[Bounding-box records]
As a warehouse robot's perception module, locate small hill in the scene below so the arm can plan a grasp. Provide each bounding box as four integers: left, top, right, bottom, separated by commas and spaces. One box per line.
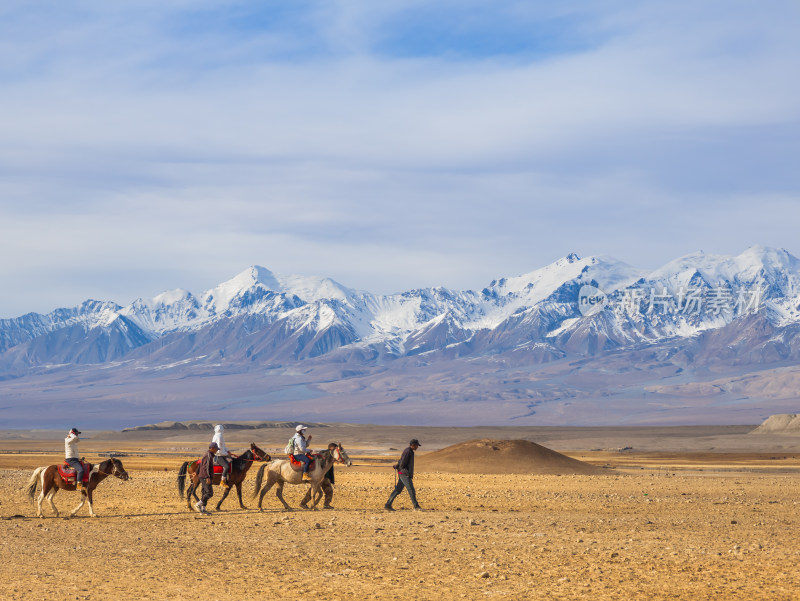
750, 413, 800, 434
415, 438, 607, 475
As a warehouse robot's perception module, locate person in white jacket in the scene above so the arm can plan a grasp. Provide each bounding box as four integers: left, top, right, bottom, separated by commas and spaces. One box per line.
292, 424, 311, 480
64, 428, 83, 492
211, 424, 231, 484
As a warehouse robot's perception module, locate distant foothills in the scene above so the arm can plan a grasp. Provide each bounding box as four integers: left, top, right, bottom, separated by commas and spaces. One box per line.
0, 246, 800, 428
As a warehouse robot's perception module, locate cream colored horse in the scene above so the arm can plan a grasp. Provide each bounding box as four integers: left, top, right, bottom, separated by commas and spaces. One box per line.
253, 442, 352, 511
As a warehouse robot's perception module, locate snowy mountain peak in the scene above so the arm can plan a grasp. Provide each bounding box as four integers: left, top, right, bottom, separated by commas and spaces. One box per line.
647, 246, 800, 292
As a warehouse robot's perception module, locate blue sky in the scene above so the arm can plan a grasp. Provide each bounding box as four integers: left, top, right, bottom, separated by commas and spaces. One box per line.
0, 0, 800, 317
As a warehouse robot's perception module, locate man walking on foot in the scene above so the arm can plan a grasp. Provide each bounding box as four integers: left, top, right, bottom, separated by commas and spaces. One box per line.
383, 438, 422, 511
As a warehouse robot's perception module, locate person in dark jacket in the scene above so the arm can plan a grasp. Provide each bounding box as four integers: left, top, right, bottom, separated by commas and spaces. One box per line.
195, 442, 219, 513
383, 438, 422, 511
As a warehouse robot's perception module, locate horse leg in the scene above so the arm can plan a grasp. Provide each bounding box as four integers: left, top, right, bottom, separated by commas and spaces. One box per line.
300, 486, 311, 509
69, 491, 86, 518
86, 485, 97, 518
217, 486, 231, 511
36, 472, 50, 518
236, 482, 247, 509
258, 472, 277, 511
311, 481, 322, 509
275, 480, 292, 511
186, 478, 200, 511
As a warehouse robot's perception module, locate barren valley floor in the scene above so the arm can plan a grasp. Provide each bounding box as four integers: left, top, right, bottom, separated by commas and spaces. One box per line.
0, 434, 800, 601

● **EXERCISE TASK**
Retype all of the material above word for word, and leave the picture out of your copy.

● **RESULT**
As a warehouse robot's perception module, locate small hill in the scene below so the arm can plan a grasp. Provide each bounding box as four integers: left, top, right, bottom, separated by commas and spaces. One box per line.
750, 413, 800, 434
415, 438, 607, 475
As a warehouse robot's perception module, locate person in white jacket in the scene above so the arm can plan a grasp. Provide each bounding box as four integers: left, top, right, bottom, separated by commas and spaces. One box per line.
292, 424, 311, 480
64, 428, 83, 492
211, 424, 231, 484
As a warehouse robot's perception module, locate distant foothills in the scene above so the arm can plan a grasp. Provide each bounding box as four integers: left, top, right, bottom, separated by commas and spaces. One box per line.
0, 246, 800, 428
As a warehouse robot's perception module, locate cream colored horse in the scene above so the arm can plan a grasp. Provide each bounding box as four integers: left, top, right, bottom, separated by commas and spaces. One box per line.
253, 442, 352, 511
As a warehouse robot's perception module, locate snowy mountain peak in the scene above so the arm can plan a grasp. Provide each bounding box as four integers: left, top, right, bottom, separated by commas and spaces. One box per line.
647, 246, 800, 292
As a warehouse robot's perception module, locate blue sky in the scene above so the arm can plan a grasp. Provide each bounding box as four integers: left, top, right, bottom, separated by commas and spaces. One box per line.
0, 0, 800, 317
As a warehouse robot's perception module, locate man walking on foot in the scene above so the arm can plan a grasp. Provide each bounding box as four integers: left, top, right, bottom, separated by commas and spaces. One box per line.
383, 438, 422, 511
As a warehouse robot's perception module, locate person in dark jacket in the scene above so the arm can plan a grasp. Provide each bounding box as four integers: left, top, right, bottom, separated by commas and spaces. One box per line.
195, 442, 219, 513
383, 438, 422, 511
As a warehouse robot's perception module, locate horse leg in the scene above so the arm can plan a grasp. Provide each bounding box as four integers: left, top, right, bottom, separated by commas and spaces. One box per line.
300, 486, 311, 509
69, 491, 86, 518
86, 485, 97, 518
217, 486, 231, 511
36, 472, 50, 518
236, 482, 247, 509
258, 472, 277, 511
311, 481, 322, 509
275, 480, 292, 511
186, 478, 200, 511
As a warehouse robot's perception module, locate barren valley floor in the scene above so the arm can plan a grasp. Provide each bounding box as four integers: left, top, right, bottom, separated by commas and spaces. One box per line.
0, 434, 800, 601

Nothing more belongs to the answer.